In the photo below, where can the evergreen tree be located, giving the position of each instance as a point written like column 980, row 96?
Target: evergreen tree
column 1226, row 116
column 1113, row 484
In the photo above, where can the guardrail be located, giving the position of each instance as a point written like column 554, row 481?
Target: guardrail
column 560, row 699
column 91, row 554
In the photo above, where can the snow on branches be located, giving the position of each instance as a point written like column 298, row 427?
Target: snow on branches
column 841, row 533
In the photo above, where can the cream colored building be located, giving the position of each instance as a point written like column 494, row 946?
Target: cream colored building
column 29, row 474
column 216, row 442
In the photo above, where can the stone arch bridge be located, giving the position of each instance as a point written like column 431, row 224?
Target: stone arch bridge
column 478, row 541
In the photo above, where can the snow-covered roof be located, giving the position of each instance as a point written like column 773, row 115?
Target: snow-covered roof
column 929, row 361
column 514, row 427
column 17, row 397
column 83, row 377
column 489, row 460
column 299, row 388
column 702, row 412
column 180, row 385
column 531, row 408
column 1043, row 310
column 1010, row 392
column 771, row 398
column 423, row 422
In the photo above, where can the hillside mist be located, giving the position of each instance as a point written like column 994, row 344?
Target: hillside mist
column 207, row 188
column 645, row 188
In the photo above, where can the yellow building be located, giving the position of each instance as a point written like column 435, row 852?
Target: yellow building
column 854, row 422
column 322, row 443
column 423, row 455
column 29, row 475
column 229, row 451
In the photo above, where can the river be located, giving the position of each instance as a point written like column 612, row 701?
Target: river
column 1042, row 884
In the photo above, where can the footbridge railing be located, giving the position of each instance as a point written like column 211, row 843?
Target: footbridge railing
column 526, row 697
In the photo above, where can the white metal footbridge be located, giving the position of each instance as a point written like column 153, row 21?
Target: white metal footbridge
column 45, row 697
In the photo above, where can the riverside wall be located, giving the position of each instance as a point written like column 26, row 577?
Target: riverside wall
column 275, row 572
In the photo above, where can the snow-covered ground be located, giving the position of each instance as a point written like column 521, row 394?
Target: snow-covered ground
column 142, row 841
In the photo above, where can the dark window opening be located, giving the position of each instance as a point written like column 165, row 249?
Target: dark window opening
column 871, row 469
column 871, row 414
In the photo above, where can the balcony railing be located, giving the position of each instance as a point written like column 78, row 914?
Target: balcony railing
- - - - -
*Activity*. Go through the material above and copy each line that has the word "balcony".

*Solution for this exercise*.
In the photo above, where can the balcony railing be located, giving the position of each instance as a point written like column 78, row 914?
Target: balcony railing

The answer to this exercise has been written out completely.